Begin at the top of the following data. Copy each line exactly until you have copied the line containing "368L309 453L407 482L546".

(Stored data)

══════════════════════════════

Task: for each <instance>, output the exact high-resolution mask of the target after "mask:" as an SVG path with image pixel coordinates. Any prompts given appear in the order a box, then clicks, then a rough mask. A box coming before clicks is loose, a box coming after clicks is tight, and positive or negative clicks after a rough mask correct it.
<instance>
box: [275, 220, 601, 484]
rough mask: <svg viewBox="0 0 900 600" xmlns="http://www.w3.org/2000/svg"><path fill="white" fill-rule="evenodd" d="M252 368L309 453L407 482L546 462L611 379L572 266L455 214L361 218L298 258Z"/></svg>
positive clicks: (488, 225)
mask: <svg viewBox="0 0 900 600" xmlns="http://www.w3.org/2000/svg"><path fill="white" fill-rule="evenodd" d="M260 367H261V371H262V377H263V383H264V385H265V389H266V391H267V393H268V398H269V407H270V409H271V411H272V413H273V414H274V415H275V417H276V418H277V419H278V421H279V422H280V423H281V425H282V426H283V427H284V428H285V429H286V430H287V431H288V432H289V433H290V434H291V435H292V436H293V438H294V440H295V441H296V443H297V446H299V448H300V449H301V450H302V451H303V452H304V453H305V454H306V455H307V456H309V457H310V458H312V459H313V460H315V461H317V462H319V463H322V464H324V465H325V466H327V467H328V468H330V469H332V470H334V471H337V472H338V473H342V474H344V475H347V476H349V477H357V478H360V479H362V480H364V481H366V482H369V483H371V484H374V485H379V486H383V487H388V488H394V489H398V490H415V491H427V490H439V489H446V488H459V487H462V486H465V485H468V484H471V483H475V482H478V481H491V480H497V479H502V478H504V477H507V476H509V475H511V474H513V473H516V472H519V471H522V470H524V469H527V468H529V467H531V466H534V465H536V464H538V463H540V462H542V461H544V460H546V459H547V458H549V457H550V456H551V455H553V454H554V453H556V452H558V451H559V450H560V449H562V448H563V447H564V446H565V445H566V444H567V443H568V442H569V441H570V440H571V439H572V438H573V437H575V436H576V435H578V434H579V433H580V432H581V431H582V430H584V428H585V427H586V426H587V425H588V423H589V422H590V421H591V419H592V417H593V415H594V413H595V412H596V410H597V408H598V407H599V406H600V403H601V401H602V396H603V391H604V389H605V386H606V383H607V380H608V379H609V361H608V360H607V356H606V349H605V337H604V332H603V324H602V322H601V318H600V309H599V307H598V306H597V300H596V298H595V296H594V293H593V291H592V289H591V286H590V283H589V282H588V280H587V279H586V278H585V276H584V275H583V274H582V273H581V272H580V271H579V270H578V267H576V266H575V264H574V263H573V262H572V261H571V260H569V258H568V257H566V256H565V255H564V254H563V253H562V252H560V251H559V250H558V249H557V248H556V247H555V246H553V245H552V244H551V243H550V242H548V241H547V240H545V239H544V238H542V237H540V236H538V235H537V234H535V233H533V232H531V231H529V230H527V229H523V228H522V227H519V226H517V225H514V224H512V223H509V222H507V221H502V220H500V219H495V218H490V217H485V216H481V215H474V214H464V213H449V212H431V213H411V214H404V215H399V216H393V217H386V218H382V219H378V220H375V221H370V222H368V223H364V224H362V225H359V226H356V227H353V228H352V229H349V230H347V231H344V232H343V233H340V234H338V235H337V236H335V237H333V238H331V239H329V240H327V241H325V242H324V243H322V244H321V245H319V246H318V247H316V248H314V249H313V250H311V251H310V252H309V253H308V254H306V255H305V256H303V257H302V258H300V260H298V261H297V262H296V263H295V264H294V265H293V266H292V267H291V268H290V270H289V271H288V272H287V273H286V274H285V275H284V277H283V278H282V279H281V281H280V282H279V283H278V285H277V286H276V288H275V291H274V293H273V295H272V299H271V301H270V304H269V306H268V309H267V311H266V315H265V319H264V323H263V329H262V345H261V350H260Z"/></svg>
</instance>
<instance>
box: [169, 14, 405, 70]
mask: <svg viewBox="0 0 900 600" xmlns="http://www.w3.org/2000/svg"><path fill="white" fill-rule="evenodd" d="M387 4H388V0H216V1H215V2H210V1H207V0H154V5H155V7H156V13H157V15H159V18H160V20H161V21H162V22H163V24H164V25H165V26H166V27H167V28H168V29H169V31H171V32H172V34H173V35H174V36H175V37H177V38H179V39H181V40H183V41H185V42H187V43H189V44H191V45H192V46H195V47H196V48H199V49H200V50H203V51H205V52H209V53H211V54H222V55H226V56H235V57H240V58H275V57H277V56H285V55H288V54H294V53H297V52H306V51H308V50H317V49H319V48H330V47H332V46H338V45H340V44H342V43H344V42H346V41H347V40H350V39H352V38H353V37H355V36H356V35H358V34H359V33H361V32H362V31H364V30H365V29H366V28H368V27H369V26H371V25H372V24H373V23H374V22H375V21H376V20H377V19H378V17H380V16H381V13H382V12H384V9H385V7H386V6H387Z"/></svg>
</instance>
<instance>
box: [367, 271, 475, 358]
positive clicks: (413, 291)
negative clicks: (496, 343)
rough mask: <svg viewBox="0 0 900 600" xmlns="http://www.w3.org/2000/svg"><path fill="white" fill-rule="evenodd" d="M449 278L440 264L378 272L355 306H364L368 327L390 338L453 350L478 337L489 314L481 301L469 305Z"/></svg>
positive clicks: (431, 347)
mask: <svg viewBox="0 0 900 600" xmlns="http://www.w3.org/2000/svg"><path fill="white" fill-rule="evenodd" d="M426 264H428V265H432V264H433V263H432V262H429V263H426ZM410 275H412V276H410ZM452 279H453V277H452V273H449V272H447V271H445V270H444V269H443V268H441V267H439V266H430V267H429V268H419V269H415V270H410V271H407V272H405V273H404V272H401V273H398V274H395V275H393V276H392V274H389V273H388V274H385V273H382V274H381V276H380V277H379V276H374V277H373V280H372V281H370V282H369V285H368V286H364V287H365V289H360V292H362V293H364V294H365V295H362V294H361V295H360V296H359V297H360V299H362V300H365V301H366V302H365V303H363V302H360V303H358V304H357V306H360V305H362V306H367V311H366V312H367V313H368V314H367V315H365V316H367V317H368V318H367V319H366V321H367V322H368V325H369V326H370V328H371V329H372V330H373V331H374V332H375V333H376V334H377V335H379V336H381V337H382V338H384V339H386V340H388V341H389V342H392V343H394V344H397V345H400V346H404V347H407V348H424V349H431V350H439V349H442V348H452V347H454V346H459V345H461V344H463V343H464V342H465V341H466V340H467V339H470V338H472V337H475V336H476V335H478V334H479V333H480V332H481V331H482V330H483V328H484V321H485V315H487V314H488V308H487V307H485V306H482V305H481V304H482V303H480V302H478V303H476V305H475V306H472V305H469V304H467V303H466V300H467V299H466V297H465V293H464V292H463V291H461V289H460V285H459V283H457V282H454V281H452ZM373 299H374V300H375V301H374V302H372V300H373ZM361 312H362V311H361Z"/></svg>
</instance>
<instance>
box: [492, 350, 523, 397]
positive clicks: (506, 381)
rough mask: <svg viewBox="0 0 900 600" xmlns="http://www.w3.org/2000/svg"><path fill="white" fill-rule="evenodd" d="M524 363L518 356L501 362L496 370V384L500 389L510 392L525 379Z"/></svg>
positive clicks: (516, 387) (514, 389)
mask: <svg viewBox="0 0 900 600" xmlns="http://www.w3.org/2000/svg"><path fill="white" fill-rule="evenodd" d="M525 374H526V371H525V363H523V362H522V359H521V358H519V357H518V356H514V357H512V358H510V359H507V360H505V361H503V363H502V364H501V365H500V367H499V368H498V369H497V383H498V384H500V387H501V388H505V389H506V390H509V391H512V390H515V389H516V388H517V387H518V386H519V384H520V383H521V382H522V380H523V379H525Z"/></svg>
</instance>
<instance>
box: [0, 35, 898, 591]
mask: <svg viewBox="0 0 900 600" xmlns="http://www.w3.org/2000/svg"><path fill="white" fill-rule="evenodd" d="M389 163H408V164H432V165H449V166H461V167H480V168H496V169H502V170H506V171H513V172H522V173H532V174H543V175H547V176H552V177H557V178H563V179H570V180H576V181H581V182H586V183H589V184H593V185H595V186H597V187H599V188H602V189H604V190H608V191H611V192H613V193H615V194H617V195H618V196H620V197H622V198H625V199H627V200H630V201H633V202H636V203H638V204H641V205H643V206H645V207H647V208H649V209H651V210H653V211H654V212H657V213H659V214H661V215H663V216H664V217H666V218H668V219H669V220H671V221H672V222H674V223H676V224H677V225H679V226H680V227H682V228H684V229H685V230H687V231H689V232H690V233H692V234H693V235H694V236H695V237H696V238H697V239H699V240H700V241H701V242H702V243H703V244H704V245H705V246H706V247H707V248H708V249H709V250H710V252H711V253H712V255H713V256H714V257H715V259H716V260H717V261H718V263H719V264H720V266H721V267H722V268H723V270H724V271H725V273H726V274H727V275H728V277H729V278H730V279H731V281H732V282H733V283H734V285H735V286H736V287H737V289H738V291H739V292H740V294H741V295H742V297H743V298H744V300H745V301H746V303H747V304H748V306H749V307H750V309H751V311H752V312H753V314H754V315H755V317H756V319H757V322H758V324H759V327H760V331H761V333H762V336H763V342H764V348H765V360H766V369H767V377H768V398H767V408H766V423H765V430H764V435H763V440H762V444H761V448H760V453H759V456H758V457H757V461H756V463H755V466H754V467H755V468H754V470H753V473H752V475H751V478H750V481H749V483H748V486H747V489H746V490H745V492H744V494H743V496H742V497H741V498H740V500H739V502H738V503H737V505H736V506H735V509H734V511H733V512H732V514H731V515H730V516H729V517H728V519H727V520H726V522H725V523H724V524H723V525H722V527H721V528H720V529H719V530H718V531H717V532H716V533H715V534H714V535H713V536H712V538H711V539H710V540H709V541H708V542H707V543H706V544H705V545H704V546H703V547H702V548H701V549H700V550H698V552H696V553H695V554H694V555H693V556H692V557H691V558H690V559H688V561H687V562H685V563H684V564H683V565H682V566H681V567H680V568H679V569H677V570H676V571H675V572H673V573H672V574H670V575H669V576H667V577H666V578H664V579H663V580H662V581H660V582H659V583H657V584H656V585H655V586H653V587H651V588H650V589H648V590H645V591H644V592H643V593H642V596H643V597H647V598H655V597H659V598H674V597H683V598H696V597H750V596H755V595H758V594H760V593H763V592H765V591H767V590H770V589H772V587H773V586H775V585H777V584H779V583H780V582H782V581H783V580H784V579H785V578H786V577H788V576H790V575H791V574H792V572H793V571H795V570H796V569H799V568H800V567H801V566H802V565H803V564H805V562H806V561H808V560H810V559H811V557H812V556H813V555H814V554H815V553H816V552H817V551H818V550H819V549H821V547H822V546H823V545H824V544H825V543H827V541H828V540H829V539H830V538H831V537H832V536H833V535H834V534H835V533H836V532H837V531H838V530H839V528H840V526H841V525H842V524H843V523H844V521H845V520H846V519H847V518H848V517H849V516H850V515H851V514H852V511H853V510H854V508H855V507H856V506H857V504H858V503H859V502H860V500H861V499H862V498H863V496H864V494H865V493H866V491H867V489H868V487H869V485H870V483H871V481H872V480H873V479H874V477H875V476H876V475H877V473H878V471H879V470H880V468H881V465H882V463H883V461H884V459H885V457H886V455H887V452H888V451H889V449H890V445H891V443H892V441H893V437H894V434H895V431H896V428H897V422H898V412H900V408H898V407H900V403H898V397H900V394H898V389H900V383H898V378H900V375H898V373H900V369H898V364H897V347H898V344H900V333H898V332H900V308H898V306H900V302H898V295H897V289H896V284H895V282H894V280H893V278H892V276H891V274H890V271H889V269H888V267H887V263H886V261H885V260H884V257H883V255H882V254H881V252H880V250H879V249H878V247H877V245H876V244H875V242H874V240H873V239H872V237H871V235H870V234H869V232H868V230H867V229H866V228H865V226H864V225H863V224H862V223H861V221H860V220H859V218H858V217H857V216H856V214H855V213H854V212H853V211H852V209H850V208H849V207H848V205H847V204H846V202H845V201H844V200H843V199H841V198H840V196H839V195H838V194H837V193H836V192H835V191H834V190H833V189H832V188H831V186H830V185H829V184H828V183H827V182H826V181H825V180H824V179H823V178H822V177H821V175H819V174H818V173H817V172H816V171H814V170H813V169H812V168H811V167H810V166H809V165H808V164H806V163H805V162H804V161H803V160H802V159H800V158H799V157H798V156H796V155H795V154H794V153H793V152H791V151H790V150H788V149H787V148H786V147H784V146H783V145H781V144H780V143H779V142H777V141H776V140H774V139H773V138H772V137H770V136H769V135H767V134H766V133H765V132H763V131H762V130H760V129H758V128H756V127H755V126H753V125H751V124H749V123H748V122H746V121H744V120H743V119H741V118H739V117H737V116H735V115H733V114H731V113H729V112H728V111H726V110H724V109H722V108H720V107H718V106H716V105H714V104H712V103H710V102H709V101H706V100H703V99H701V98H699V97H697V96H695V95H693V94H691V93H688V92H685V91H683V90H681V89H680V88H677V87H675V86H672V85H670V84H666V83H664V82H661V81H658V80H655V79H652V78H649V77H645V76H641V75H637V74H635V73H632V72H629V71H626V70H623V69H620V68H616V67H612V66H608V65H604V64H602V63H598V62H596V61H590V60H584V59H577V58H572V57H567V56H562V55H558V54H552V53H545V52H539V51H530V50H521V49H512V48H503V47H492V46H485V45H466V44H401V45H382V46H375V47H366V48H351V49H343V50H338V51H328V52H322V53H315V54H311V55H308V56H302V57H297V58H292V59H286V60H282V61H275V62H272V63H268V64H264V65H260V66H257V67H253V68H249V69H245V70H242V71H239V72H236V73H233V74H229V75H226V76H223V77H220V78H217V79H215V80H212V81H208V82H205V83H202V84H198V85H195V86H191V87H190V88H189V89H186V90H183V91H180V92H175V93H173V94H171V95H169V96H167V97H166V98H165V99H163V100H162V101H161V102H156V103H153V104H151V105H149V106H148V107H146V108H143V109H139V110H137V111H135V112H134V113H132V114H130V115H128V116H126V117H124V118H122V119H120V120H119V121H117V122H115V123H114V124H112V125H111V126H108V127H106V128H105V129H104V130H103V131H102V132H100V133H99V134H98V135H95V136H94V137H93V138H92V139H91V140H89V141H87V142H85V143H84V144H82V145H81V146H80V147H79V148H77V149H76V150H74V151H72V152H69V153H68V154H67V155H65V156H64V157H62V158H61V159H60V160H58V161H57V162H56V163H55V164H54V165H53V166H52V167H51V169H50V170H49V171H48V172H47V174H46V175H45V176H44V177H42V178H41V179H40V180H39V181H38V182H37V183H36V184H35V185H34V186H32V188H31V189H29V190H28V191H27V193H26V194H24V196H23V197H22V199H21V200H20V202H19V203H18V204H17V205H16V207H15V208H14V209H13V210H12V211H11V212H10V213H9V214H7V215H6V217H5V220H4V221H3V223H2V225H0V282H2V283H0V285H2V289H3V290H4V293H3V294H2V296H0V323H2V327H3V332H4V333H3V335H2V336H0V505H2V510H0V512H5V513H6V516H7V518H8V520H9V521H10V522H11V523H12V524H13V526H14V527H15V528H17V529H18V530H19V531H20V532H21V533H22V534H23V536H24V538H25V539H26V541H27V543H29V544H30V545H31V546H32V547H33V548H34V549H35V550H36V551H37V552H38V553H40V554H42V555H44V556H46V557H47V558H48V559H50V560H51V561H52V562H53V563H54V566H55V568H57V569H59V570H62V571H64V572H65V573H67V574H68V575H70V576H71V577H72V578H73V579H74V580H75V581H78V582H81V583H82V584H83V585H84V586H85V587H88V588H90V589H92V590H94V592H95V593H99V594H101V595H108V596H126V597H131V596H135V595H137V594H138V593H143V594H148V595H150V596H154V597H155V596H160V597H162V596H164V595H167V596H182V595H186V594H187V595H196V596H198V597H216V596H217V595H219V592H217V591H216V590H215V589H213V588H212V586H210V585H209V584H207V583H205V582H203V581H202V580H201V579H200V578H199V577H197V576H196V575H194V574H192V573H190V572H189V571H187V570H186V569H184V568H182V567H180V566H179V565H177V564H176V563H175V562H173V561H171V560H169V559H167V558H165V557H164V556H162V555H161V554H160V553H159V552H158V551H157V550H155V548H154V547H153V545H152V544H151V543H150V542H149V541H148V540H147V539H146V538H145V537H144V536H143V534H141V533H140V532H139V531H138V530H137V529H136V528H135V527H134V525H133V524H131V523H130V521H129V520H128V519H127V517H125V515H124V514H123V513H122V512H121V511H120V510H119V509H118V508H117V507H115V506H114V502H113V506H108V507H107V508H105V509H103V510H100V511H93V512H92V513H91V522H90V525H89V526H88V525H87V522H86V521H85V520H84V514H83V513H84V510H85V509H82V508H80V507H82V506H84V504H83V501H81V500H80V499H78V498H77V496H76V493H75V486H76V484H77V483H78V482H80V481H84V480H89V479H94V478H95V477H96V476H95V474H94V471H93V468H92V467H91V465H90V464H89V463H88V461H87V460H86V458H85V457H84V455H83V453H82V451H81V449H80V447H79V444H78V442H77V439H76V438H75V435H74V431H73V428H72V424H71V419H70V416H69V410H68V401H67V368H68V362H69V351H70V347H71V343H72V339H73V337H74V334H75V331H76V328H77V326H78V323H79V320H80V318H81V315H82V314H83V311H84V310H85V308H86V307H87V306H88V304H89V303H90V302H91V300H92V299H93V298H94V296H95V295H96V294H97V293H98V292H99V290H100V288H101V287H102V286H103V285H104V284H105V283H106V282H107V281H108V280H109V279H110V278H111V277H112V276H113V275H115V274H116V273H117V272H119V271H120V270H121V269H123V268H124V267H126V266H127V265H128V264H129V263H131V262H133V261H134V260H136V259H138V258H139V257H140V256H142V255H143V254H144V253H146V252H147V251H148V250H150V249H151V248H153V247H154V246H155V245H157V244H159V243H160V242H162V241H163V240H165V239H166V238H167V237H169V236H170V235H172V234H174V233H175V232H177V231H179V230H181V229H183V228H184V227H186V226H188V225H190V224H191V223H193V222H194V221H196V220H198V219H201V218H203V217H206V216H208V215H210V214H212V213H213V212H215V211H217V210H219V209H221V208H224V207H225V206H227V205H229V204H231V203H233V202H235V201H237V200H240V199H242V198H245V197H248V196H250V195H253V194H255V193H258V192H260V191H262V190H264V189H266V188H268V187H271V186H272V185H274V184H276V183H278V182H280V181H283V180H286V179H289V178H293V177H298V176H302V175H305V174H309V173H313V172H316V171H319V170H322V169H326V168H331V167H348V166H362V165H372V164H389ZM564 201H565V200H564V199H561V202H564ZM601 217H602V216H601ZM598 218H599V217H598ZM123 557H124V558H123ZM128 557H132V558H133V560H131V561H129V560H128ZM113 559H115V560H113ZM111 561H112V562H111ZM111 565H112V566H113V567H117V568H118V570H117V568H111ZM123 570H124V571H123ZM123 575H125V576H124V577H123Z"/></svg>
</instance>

══════════════════════════════

▸ **Solved exercise**
Task: for each <instance>, output the exact high-resolution mask of the target after "mask:" as an SVG path with image pixel coordinates. Any prompts given appear in the order a box, then clicks, then a rough mask. A box coming before clicks is loose, a box coming after clicks is tight, and positive or negative clicks after a rough mask correct it.
<instance>
box: [275, 220, 601, 484]
rough mask: <svg viewBox="0 0 900 600" xmlns="http://www.w3.org/2000/svg"><path fill="white" fill-rule="evenodd" d="M252 368L309 453L407 482L546 462L611 379L572 266L455 214L361 218L298 258Z"/></svg>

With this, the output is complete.